**Request:** Turn the items, from the start of the items up to and including the line with "<point>593,277</point>", into a two-column CSV with the columns "prompt" and "answer", one row per item, with each field quoted and line breaks replaced by spaces. Leave the pictures out.

[start Supplied records]

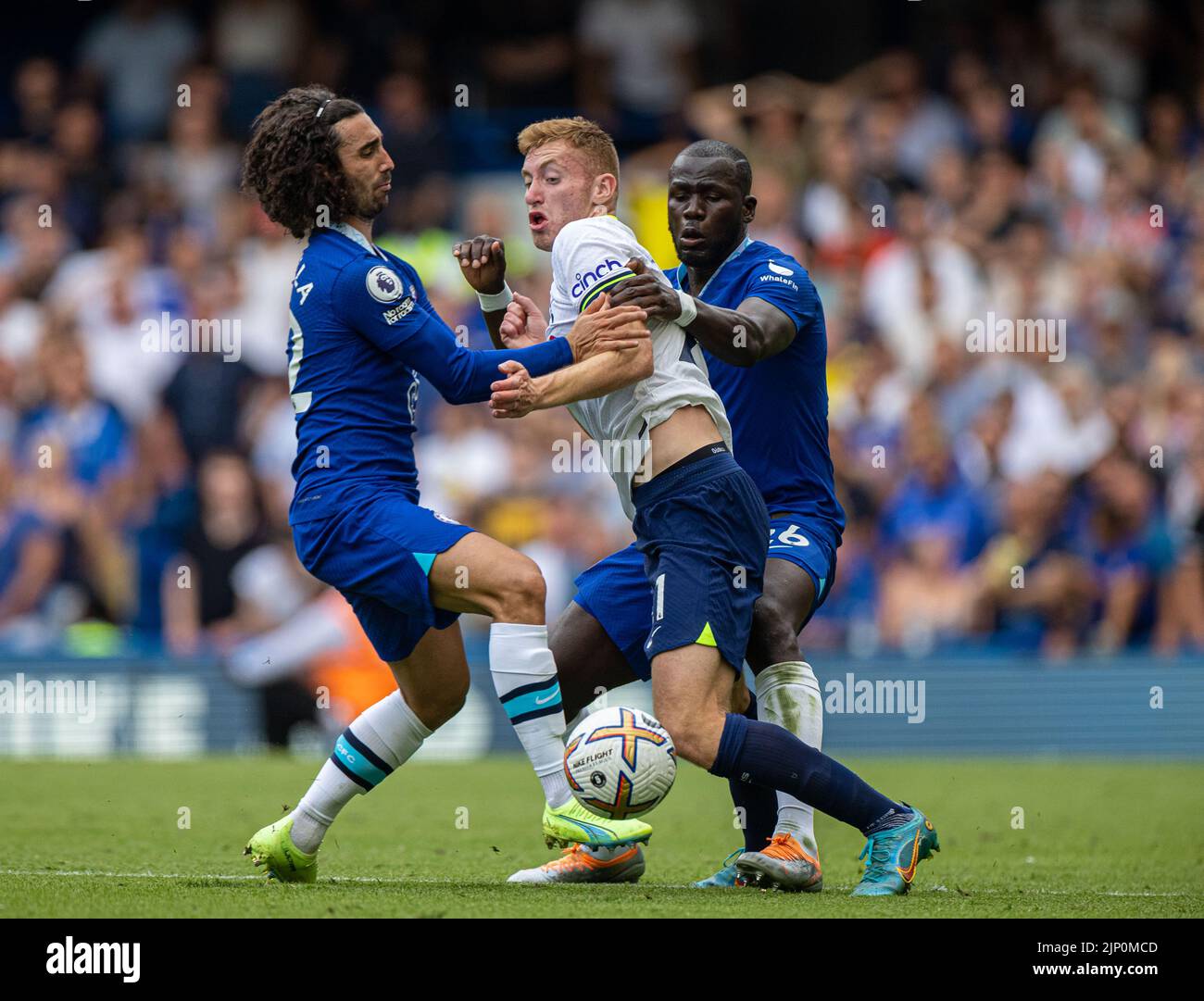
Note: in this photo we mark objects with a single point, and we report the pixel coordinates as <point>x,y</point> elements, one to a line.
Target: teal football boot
<point>894,857</point>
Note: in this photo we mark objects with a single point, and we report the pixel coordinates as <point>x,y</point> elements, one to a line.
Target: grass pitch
<point>164,839</point>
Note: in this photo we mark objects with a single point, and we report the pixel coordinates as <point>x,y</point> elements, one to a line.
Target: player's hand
<point>657,298</point>
<point>482,262</point>
<point>522,324</point>
<point>605,328</point>
<point>516,396</point>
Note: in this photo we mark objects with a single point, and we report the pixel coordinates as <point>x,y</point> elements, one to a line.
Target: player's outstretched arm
<point>413,332</point>
<point>519,394</point>
<point>754,331</point>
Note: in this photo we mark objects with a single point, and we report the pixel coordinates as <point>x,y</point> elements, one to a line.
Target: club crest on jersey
<point>383,285</point>
<point>398,310</point>
<point>593,277</point>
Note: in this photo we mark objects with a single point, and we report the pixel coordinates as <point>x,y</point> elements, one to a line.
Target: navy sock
<point>759,804</point>
<point>766,755</point>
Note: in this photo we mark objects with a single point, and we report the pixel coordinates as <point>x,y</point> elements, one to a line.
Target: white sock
<point>789,694</point>
<point>525,678</point>
<point>381,739</point>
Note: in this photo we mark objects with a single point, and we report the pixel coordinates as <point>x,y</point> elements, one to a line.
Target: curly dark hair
<point>292,160</point>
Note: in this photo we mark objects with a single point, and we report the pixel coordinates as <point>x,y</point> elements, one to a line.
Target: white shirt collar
<point>350,232</point>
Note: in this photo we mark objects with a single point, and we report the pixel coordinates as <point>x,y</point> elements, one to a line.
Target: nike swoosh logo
<point>909,872</point>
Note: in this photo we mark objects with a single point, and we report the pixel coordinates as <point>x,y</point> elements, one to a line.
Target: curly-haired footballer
<point>361,334</point>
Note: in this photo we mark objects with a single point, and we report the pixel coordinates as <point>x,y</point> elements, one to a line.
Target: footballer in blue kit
<point>766,350</point>
<point>361,333</point>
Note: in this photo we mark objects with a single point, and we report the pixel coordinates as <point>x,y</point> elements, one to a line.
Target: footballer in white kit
<point>589,257</point>
<point>699,521</point>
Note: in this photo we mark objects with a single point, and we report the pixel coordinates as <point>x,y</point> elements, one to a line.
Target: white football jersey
<point>588,257</point>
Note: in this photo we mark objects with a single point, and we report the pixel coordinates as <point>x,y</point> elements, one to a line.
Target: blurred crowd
<point>1050,168</point>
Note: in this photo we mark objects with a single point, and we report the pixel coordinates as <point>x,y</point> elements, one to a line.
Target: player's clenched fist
<point>645,290</point>
<point>482,262</point>
<point>605,328</point>
<point>516,396</point>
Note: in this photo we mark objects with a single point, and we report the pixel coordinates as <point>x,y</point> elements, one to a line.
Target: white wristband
<point>490,302</point>
<point>689,309</point>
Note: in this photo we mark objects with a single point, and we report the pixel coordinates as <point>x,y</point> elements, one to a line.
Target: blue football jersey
<point>778,407</point>
<point>361,333</point>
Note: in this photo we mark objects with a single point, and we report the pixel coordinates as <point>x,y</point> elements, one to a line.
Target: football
<point>621,763</point>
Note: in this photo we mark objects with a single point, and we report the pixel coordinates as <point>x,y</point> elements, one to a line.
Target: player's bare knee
<point>437,707</point>
<point>683,730</point>
<point>773,639</point>
<point>525,594</point>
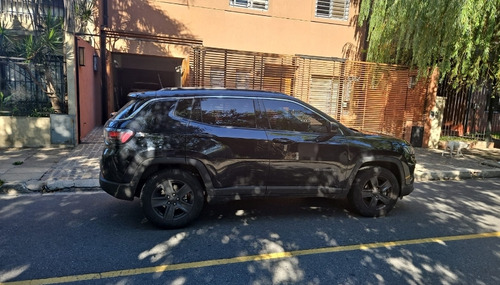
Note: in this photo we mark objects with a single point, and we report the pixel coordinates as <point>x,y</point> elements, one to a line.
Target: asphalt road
<point>444,233</point>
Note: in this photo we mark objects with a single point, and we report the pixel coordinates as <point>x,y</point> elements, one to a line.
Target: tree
<point>41,44</point>
<point>459,37</point>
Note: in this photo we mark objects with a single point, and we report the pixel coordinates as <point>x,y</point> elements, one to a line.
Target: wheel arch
<point>151,166</point>
<point>389,163</point>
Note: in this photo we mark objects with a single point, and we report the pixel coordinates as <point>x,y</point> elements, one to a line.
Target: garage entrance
<point>132,73</point>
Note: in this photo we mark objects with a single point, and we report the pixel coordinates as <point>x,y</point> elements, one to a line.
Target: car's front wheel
<point>172,198</point>
<point>374,192</point>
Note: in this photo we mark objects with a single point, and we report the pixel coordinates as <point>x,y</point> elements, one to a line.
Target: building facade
<point>309,49</point>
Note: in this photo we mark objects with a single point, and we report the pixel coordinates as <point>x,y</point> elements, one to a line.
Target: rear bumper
<point>407,189</point>
<point>118,190</point>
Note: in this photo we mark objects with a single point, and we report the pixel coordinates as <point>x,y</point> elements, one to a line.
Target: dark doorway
<point>134,73</point>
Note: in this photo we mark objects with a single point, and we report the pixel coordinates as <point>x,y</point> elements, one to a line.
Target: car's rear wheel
<point>374,192</point>
<point>172,198</point>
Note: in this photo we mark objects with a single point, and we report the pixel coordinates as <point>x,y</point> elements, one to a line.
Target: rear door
<point>306,159</point>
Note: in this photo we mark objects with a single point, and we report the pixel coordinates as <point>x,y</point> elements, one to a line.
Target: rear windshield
<point>129,108</point>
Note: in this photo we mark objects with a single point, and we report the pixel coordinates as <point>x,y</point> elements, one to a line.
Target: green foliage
<point>460,37</point>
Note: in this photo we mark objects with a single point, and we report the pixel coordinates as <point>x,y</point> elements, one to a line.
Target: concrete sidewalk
<point>77,168</point>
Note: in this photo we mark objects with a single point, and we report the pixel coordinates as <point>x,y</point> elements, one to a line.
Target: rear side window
<point>290,116</point>
<point>154,117</point>
<point>129,108</point>
<point>229,112</point>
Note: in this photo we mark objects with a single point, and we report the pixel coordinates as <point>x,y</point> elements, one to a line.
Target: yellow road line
<point>250,258</point>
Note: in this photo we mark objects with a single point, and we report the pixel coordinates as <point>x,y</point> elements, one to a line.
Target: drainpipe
<point>104,83</point>
<point>77,74</point>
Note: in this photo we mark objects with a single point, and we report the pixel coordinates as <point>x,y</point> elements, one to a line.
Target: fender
<point>150,165</point>
<point>402,175</point>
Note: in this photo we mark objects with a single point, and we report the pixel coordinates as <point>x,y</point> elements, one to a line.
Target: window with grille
<point>333,9</point>
<point>254,4</point>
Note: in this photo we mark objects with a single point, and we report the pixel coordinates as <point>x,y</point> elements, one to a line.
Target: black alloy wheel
<point>172,199</point>
<point>375,192</point>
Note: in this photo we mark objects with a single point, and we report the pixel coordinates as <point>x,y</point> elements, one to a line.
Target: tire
<point>172,199</point>
<point>374,192</point>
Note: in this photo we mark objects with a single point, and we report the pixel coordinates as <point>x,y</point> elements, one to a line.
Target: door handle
<point>283,141</point>
<point>205,136</point>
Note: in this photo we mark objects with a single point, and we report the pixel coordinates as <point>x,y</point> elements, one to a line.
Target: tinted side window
<point>290,116</point>
<point>232,112</point>
<point>154,117</point>
<point>184,108</point>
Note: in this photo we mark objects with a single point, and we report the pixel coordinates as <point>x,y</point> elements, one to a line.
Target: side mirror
<point>333,128</point>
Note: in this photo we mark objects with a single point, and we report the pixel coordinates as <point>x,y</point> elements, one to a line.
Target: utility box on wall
<point>417,136</point>
<point>62,129</point>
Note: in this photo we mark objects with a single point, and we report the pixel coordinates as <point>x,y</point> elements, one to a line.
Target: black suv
<point>179,148</point>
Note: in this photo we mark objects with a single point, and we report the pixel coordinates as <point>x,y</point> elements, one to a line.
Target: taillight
<point>118,136</point>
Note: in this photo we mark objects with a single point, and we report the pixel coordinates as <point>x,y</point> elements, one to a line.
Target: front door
<point>306,158</point>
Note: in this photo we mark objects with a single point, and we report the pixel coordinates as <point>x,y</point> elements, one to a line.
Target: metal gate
<point>365,96</point>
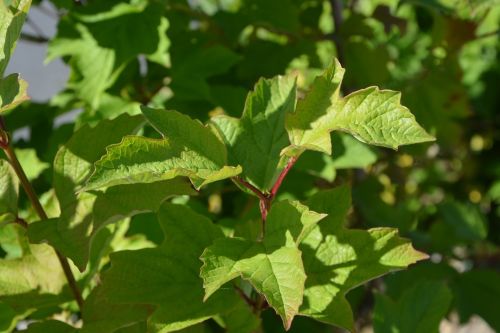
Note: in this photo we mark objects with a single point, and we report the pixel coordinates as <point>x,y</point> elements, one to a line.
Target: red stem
<point>282,176</point>
<point>252,188</point>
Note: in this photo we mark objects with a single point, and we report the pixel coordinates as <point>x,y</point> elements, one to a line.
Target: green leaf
<point>70,233</point>
<point>37,273</point>
<point>419,310</point>
<point>241,319</point>
<point>13,91</point>
<point>306,127</point>
<point>100,45</point>
<point>9,190</point>
<point>32,165</point>
<point>167,276</point>
<point>255,141</point>
<point>187,149</point>
<point>273,266</point>
<point>349,153</point>
<point>12,16</point>
<point>371,115</point>
<point>53,326</point>
<point>337,259</point>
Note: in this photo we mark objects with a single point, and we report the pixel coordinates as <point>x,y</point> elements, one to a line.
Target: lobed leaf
<point>371,115</point>
<point>273,266</point>
<point>167,276</point>
<point>13,91</point>
<point>187,149</point>
<point>256,140</point>
<point>337,259</point>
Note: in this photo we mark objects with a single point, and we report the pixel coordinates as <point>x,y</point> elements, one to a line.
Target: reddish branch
<point>267,198</point>
<point>30,192</point>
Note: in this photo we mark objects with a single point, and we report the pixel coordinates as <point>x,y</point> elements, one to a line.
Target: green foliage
<point>172,202</point>
<point>420,309</point>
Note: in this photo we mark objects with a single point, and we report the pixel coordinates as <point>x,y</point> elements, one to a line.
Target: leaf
<point>70,233</point>
<point>13,91</point>
<point>12,16</point>
<point>100,47</point>
<point>256,140</point>
<point>337,259</point>
<point>32,165</point>
<point>187,149</point>
<point>53,326</point>
<point>371,115</point>
<point>241,319</point>
<point>305,127</point>
<point>9,191</point>
<point>273,266</point>
<point>419,310</point>
<point>167,276</point>
<point>33,281</point>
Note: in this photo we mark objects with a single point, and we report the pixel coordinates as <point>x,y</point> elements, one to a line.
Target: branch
<point>33,38</point>
<point>252,188</point>
<point>30,192</point>
<point>282,176</point>
<point>338,19</point>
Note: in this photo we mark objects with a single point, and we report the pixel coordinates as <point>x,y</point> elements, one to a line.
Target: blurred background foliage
<point>201,57</point>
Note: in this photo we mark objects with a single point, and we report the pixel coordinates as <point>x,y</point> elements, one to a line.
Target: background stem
<point>30,192</point>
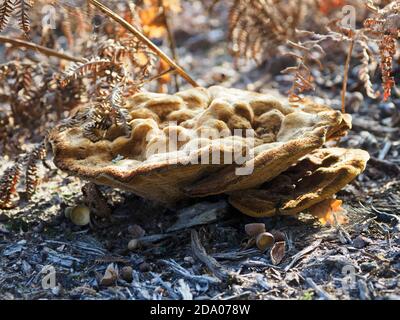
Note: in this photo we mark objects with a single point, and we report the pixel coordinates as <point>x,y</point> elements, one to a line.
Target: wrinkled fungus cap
<point>150,162</point>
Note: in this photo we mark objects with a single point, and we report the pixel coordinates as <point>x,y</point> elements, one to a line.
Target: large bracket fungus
<point>202,142</point>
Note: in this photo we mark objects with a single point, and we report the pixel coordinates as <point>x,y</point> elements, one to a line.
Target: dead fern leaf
<point>8,184</point>
<point>6,10</point>
<point>31,172</point>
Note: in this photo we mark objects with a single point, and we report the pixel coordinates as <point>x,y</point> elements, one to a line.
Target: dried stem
<point>346,75</point>
<point>144,39</point>
<point>171,39</point>
<point>33,46</point>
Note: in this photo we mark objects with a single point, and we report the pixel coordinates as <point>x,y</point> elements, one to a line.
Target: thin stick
<point>346,75</point>
<point>144,39</point>
<point>33,46</point>
<point>171,39</point>
<point>157,76</point>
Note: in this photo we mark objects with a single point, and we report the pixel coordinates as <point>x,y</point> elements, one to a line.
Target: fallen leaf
<point>278,252</point>
<point>330,212</point>
<point>110,275</point>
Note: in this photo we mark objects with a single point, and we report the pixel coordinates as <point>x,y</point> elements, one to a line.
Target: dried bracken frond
<point>101,116</point>
<point>81,69</point>
<point>303,80</point>
<point>257,26</point>
<point>364,70</point>
<point>8,184</point>
<point>21,9</point>
<point>31,172</point>
<point>387,50</point>
<point>384,27</point>
<point>6,10</point>
<point>151,16</point>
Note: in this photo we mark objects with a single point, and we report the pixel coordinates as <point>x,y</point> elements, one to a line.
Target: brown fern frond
<point>105,114</point>
<point>81,69</point>
<point>384,27</point>
<point>6,10</point>
<point>8,184</point>
<point>258,27</point>
<point>387,50</point>
<point>22,8</point>
<point>31,172</point>
<point>303,79</point>
<point>364,71</point>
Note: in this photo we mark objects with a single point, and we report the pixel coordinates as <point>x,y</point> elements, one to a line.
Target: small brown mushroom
<point>278,235</point>
<point>264,240</point>
<point>126,274</point>
<point>79,215</point>
<point>133,244</point>
<point>254,229</point>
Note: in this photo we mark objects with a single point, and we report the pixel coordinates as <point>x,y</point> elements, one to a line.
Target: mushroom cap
<point>152,163</point>
<point>313,179</point>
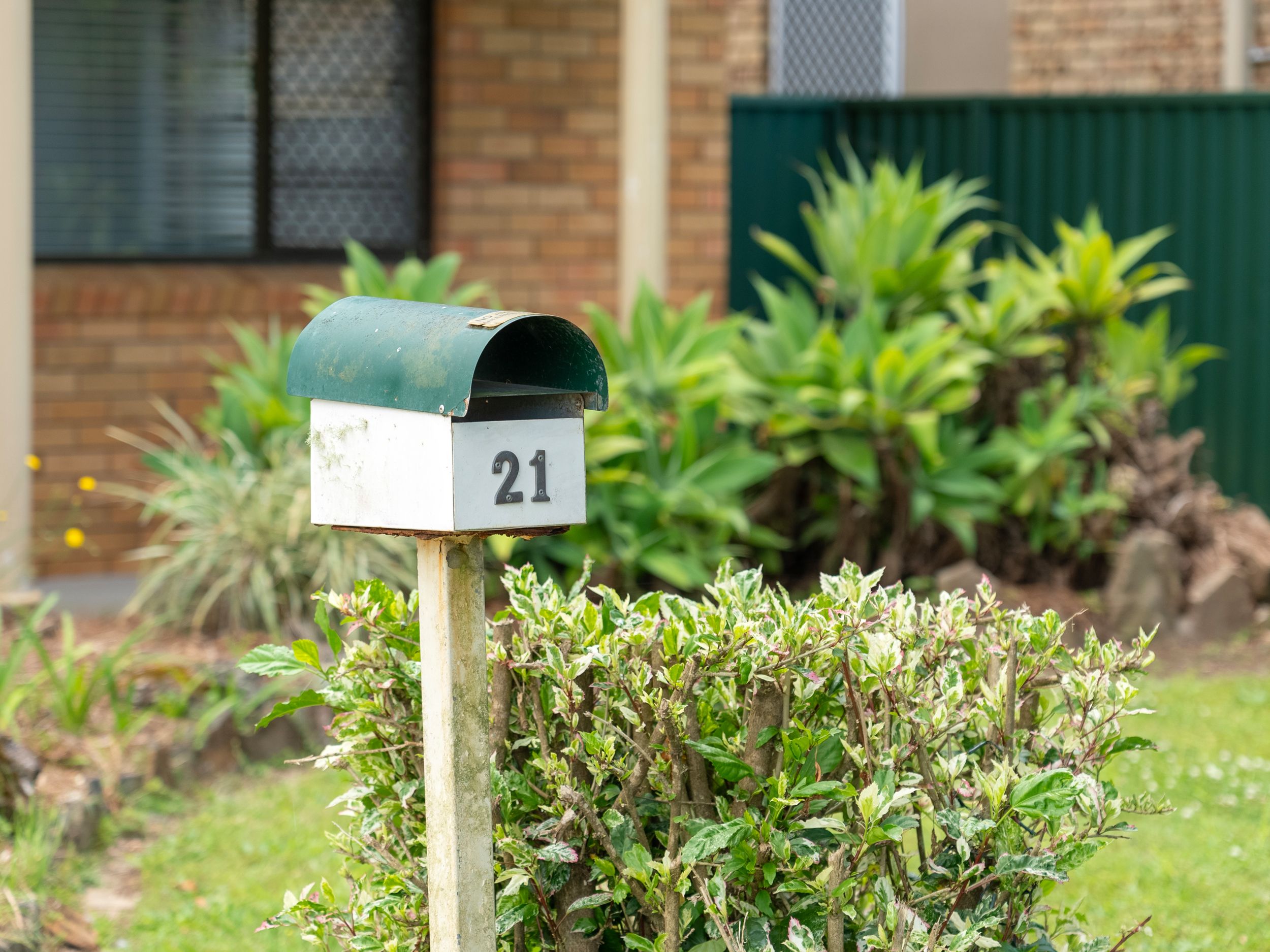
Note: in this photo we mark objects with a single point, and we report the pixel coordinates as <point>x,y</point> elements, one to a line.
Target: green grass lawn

[end Supplied records]

**Solution to this problem:**
prompt,answer
"Note: in this photo we mark objects with a single point, and we report the pixel coordinates as <point>x,y</point> elements, one to a line. Target: teal football boot","<point>894,857</point>"
"Note: in this photo we mark objects with a single point, and we report the pixel coordinates as <point>x,y</point> elements, one to a line. Target: grass pitch","<point>164,839</point>"
"Note: in this photo we mark objects with a single point, and we report the pixel coordinates as <point>x,y</point> elements, one to a line. Target: player's hand","<point>657,298</point> <point>482,262</point> <point>522,324</point> <point>605,328</point> <point>516,396</point>"
"Note: in this photo we mark objects with a single point, and we report the pixel coordinates as <point>x,y</point> elements, one to a line. Target: player's outstretched arm","<point>413,332</point> <point>519,394</point> <point>754,331</point>"
"Note: in this photo we mark objects with a single point, and we report the pixel coordinates as <point>x,y</point> elements, one to a line. Target: club crest on jersey","<point>383,285</point> <point>398,310</point> <point>593,277</point>"